[WORK TO COMPLETE]
Could you transcribe the items exactly, from the line holding "Each instance receives one point. Annotate the white shirt" through the line holding "[[90, 170], [149, 120], [81, 172], [19, 154]]", with both of those lines included?

[RECORDS]
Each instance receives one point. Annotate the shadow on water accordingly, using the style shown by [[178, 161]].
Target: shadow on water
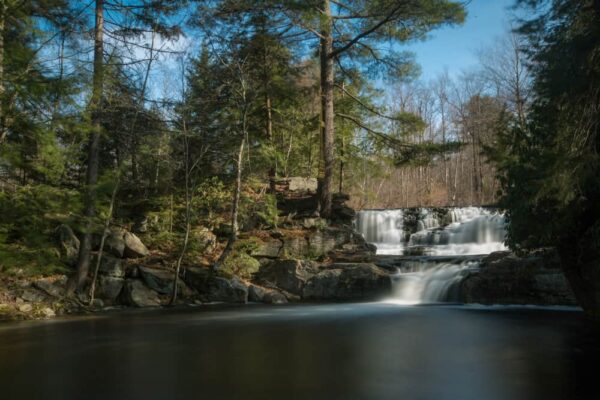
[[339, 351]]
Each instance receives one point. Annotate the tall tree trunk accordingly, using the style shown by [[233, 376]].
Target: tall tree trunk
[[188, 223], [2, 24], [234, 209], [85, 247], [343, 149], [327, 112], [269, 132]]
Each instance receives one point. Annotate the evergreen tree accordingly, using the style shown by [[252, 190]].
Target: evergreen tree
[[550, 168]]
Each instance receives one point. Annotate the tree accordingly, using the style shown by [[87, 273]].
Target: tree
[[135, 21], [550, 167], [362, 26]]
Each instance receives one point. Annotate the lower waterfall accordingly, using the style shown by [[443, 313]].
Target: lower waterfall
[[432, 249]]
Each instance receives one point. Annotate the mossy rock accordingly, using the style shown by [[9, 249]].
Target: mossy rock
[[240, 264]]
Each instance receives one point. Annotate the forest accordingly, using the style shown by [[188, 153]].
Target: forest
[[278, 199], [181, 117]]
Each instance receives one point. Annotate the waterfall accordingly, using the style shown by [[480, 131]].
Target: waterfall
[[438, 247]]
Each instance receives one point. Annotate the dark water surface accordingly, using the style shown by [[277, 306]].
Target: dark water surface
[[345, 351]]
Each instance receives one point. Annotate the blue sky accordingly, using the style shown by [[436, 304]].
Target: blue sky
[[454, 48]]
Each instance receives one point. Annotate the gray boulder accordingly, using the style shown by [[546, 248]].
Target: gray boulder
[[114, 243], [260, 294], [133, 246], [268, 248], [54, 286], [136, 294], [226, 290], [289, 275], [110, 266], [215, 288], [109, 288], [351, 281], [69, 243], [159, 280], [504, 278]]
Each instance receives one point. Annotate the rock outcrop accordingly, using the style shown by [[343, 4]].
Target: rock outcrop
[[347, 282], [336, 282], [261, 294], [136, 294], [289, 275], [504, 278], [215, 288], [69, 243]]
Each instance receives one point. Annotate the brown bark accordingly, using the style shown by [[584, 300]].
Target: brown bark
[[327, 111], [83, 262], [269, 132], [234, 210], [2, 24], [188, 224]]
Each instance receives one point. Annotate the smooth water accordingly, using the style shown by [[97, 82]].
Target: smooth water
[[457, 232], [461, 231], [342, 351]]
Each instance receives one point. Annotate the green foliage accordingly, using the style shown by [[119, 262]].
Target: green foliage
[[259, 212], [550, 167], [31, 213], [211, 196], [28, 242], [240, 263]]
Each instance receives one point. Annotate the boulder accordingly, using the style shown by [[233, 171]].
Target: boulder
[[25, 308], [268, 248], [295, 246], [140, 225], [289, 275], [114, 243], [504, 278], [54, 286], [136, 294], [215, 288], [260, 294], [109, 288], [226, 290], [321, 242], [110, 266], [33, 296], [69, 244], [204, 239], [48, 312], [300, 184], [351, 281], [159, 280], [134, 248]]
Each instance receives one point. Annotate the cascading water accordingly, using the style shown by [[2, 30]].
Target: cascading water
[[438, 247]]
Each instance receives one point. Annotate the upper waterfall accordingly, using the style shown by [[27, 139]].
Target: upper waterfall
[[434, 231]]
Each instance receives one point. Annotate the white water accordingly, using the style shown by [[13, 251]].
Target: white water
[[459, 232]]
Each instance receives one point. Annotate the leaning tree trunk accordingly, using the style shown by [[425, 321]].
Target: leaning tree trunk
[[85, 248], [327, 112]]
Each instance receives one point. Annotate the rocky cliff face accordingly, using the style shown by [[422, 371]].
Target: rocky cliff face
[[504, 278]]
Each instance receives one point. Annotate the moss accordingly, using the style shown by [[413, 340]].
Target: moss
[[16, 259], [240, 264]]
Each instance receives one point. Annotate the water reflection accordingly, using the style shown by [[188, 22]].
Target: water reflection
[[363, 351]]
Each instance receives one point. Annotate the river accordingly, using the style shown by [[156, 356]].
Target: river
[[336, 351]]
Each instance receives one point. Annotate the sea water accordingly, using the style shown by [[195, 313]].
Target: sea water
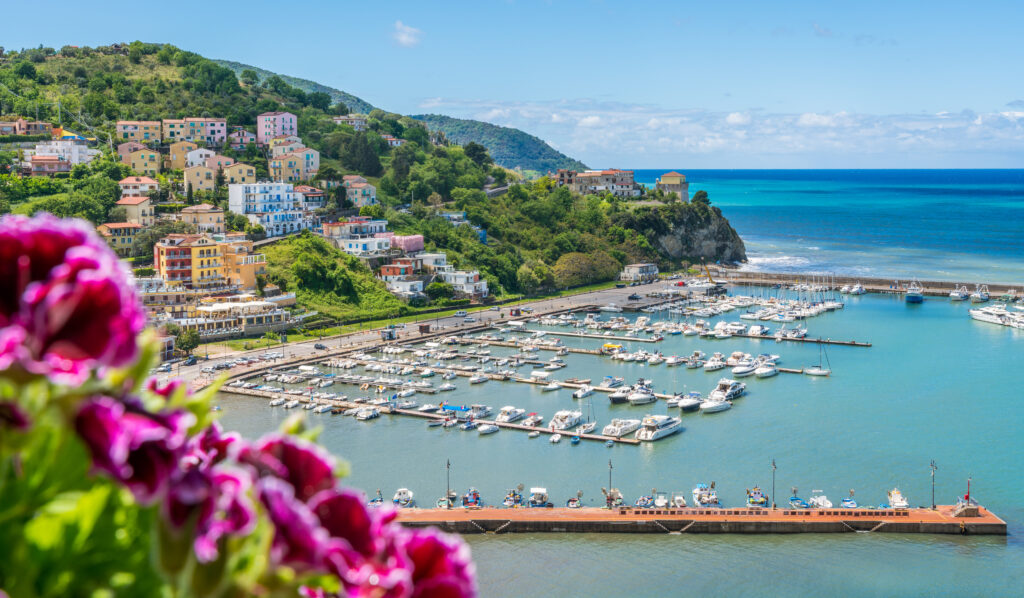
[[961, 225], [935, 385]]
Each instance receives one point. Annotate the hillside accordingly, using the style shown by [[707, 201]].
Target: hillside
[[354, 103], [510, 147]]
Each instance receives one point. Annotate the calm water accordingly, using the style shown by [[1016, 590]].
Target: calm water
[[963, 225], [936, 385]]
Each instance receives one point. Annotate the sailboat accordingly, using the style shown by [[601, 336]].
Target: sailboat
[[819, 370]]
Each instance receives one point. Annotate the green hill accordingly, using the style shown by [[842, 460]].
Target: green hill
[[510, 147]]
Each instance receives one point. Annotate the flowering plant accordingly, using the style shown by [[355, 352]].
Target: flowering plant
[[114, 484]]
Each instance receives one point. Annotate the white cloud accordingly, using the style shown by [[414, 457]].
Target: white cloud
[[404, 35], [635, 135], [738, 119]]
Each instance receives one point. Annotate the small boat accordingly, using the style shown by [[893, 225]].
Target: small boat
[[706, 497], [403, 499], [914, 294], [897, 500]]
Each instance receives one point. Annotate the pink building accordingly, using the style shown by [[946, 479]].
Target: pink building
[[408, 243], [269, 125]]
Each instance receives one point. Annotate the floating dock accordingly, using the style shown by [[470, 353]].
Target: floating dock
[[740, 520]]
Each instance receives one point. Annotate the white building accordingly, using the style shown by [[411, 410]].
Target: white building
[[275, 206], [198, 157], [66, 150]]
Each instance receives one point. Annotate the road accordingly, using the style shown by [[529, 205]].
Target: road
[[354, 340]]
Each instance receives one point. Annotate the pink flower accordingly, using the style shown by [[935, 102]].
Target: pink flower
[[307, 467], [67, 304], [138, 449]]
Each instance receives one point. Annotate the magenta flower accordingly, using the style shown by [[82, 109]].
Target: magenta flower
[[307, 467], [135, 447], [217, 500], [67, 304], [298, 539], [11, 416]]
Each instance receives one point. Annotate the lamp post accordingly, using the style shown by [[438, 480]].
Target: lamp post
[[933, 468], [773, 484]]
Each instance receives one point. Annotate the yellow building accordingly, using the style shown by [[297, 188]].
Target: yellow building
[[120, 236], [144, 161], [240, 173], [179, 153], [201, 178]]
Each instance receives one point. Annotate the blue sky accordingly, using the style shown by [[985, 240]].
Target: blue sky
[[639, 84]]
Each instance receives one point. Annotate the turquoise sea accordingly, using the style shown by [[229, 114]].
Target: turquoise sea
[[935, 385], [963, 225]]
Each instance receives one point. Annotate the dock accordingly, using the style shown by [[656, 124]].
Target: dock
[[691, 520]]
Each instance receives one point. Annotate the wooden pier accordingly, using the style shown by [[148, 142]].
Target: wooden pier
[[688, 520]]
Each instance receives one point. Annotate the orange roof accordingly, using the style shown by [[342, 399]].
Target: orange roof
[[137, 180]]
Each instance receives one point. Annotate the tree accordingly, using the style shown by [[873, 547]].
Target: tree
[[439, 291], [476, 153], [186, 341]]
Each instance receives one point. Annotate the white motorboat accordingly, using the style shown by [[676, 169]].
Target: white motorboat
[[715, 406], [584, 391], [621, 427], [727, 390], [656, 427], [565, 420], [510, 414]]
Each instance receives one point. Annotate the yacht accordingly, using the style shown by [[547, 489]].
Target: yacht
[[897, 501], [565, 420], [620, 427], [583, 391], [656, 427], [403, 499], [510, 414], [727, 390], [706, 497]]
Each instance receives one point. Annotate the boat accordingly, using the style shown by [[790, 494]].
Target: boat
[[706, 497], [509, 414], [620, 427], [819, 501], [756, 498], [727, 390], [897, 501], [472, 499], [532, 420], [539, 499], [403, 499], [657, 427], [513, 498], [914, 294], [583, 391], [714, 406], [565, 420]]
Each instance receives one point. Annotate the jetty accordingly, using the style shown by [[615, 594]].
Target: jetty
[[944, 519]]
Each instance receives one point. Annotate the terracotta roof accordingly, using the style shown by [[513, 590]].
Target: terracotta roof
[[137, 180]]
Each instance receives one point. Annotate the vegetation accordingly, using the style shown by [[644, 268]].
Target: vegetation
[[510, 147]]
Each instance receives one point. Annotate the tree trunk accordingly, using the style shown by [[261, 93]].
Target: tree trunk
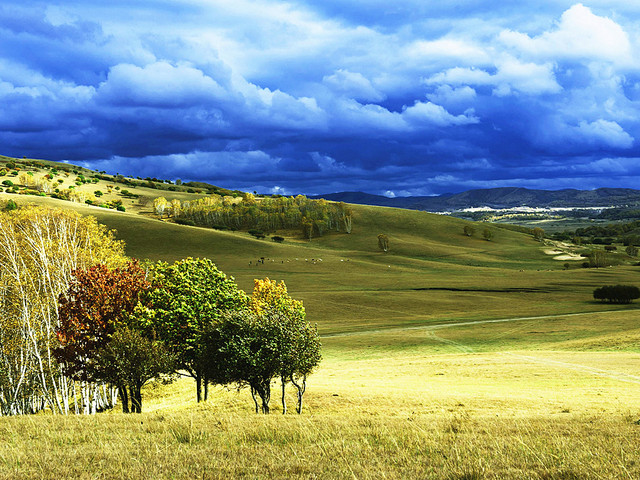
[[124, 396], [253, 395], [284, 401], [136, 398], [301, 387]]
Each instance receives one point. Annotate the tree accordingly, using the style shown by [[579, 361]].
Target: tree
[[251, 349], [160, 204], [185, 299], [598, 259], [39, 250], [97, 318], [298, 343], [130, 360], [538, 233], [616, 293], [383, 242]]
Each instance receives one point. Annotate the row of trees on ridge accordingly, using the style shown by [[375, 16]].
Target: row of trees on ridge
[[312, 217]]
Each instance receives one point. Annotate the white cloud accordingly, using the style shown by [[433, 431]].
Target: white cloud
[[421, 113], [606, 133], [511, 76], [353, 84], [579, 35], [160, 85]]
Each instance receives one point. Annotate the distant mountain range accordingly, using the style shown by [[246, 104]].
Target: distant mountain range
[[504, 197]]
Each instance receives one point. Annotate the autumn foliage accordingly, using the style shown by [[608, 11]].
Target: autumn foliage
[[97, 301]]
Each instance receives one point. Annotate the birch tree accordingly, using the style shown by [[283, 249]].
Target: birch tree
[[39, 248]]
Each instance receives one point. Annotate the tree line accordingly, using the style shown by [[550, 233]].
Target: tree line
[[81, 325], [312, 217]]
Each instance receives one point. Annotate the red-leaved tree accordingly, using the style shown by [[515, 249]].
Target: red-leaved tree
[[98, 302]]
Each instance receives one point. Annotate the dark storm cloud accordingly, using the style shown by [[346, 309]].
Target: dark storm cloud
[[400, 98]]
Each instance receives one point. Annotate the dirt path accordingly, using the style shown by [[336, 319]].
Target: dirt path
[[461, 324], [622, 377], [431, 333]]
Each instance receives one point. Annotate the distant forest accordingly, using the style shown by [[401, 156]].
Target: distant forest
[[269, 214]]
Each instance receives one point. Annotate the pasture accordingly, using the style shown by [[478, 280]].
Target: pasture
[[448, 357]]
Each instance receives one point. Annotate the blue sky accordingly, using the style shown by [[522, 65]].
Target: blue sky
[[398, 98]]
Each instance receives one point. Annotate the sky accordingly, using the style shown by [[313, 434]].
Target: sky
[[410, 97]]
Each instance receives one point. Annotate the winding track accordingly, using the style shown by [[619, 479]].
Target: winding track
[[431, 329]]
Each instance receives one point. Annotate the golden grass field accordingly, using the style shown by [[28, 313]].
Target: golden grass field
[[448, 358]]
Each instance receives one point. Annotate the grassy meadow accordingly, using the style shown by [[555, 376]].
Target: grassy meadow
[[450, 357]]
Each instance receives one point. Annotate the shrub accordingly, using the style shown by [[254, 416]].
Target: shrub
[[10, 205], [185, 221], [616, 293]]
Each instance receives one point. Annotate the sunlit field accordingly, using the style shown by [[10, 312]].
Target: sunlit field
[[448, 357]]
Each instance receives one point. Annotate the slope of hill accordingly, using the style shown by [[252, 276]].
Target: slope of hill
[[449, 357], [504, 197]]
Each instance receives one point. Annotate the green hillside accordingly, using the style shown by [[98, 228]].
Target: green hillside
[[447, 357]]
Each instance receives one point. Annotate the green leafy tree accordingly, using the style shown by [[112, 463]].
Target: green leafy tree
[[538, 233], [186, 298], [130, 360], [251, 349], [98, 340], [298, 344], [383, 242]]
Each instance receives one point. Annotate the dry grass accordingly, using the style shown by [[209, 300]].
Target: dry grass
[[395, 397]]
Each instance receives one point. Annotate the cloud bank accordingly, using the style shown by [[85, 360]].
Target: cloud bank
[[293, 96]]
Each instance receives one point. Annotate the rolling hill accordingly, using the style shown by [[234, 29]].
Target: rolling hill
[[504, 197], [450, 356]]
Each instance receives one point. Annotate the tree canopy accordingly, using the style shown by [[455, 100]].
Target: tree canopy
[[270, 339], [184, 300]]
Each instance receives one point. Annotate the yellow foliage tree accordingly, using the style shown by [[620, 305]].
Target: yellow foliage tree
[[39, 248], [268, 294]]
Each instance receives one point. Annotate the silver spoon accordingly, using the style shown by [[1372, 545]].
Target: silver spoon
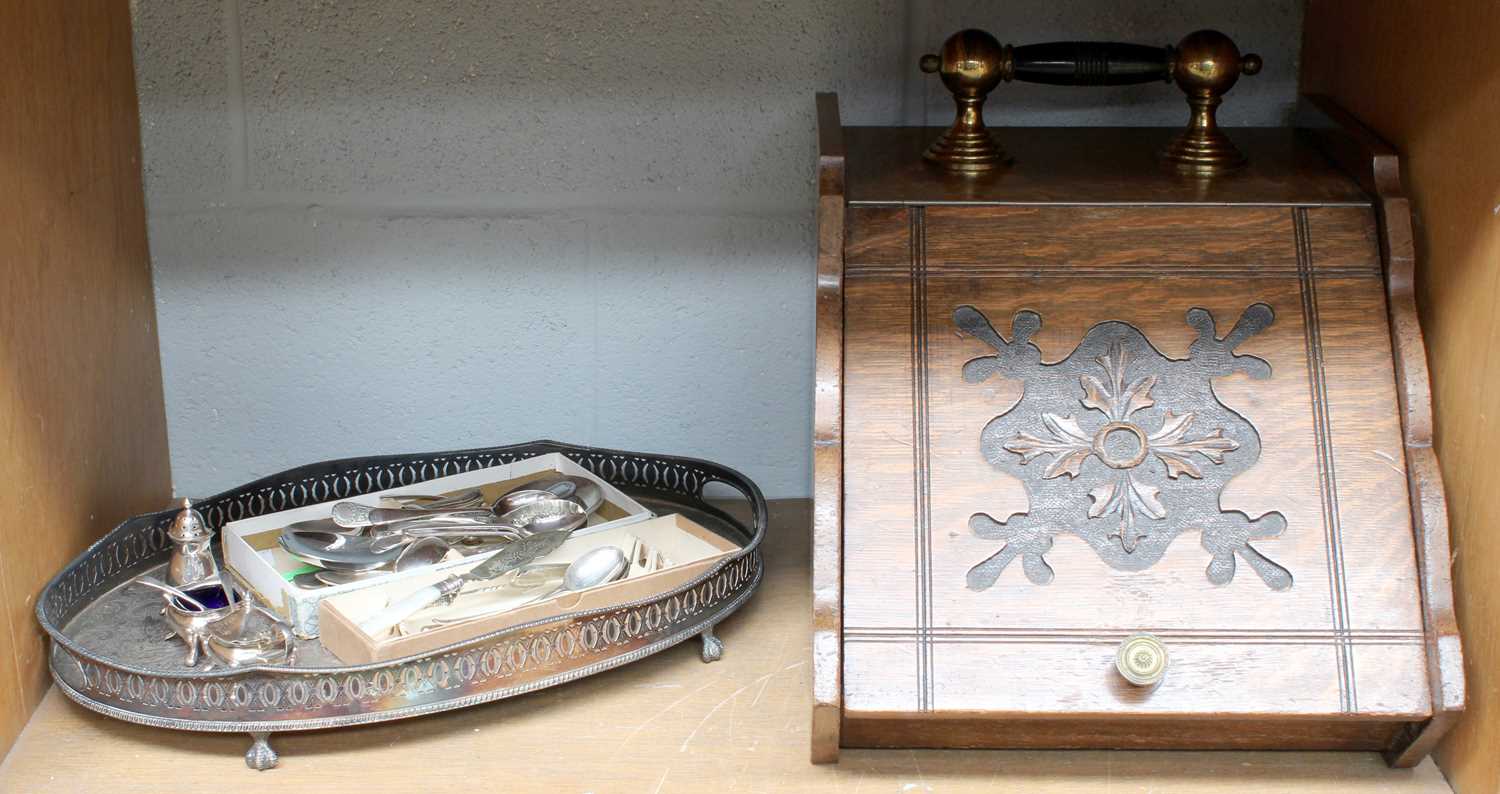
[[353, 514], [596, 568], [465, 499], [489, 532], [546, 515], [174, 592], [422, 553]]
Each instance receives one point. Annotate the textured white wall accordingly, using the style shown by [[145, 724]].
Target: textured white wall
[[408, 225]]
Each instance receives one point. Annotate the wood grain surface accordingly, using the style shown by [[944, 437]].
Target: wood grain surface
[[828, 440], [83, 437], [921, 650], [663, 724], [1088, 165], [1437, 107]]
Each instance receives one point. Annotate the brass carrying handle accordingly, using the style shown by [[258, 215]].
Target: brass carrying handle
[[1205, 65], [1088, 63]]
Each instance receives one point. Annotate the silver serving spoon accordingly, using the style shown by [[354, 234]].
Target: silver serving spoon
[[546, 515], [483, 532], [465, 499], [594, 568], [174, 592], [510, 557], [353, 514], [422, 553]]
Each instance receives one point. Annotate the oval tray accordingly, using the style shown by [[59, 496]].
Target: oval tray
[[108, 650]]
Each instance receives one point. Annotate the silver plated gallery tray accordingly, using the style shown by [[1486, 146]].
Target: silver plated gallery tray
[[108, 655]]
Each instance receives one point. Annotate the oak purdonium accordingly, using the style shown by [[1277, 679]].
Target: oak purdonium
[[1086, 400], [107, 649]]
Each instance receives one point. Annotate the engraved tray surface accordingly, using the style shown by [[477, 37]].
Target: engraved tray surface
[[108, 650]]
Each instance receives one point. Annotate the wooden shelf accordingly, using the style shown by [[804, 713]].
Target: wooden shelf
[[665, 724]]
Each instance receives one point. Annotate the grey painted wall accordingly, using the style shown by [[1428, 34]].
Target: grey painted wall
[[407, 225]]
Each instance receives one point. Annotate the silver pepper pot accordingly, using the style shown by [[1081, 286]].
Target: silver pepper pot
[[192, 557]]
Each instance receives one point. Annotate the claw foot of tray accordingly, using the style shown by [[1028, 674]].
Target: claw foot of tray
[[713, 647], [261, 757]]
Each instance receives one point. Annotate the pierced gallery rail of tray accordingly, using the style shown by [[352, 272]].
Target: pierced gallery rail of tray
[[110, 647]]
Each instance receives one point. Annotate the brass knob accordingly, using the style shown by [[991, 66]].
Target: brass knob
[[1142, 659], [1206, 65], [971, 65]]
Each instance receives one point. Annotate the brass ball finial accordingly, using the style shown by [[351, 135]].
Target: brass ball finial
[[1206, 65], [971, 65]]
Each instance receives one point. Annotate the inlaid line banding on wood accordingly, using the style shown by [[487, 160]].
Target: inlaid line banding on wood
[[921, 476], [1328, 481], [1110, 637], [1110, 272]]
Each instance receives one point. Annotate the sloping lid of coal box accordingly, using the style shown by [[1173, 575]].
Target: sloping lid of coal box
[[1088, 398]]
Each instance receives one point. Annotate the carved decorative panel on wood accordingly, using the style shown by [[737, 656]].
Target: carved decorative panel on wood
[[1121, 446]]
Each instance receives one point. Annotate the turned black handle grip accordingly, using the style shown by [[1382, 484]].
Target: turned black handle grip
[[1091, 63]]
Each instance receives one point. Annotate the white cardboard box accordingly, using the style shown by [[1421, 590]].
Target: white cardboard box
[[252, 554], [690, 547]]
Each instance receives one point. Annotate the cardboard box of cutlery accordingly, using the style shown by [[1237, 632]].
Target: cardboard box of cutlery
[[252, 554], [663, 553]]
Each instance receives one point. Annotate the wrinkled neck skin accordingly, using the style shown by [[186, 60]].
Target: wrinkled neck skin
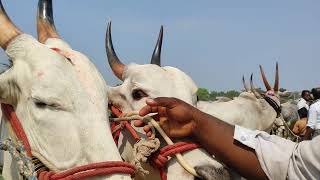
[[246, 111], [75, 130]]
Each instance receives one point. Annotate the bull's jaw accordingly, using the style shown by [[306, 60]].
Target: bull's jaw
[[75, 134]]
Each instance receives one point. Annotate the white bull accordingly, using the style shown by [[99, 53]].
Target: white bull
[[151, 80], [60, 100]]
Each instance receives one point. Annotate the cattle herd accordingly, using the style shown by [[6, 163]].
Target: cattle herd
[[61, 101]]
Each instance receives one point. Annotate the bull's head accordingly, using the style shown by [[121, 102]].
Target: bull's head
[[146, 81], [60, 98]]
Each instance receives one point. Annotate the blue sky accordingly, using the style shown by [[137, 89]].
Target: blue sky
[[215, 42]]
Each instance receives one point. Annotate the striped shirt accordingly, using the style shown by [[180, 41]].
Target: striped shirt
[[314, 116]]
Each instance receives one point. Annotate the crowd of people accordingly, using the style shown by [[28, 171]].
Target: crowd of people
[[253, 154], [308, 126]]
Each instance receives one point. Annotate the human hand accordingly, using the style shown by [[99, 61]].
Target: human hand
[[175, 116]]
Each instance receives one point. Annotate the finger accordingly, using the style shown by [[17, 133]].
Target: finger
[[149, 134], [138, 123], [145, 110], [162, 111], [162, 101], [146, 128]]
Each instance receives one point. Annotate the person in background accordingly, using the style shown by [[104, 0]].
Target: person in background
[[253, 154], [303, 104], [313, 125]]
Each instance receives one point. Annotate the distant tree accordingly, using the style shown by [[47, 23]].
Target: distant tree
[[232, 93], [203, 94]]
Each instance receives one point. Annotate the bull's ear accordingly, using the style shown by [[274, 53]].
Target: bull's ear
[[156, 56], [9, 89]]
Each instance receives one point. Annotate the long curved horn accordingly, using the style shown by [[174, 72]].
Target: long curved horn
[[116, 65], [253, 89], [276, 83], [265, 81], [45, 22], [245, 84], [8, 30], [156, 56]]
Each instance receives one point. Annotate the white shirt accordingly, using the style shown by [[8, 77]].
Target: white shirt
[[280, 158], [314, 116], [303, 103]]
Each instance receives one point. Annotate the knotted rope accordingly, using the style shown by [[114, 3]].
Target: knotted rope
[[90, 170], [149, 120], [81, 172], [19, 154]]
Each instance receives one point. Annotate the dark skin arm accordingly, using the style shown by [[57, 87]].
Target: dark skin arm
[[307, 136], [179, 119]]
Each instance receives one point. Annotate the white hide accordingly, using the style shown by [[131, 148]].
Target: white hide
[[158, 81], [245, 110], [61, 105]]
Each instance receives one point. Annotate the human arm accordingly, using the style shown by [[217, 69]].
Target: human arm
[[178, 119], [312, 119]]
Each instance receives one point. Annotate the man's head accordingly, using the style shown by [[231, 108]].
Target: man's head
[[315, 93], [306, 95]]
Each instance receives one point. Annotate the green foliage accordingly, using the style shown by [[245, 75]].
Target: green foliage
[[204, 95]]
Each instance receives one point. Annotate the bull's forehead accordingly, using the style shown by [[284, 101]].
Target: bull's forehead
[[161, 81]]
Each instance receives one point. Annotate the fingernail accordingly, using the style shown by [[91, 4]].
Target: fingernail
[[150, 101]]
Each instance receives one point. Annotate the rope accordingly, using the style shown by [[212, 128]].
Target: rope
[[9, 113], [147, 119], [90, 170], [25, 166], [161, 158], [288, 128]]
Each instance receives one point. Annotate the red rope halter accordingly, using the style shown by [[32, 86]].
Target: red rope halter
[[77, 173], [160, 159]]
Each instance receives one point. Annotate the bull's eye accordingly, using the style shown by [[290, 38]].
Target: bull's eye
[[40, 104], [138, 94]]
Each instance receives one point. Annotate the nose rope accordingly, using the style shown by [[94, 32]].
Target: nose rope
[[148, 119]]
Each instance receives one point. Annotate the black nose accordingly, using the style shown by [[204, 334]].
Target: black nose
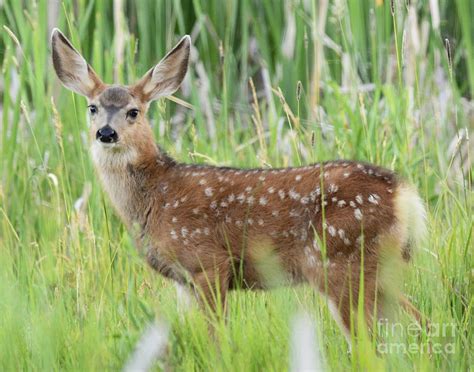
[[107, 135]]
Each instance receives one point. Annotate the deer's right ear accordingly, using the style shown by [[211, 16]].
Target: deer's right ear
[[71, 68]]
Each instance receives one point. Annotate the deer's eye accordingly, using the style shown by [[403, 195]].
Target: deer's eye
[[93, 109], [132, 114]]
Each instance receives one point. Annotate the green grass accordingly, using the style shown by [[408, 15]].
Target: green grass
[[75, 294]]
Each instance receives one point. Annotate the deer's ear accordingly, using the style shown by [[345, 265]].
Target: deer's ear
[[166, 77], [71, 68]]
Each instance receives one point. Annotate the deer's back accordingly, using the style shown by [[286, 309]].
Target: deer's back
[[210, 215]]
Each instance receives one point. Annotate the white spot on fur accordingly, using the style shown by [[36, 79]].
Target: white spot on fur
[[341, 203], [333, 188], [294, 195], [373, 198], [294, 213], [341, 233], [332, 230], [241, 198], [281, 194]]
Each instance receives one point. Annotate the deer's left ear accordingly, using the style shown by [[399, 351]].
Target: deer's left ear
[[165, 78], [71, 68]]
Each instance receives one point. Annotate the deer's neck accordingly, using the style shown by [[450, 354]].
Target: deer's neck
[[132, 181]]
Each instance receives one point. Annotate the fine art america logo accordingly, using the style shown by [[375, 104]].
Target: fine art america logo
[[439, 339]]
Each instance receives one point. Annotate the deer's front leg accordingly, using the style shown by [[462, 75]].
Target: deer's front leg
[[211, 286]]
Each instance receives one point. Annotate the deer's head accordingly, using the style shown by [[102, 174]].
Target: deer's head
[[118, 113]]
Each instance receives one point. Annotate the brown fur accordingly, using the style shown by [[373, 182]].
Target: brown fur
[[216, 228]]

[FINAL RESULT]
Each instance receives one point. Annotate the white shirt accordingly, using the style shown by [[8, 77]].
Target: white shirt
[[280, 158], [314, 116], [303, 103]]
Each instance receives one point. Annotate the knotted rope accordingly, using the style shown by [[114, 3]].
Target: knotted rope
[[90, 170], [149, 120], [81, 172], [19, 154]]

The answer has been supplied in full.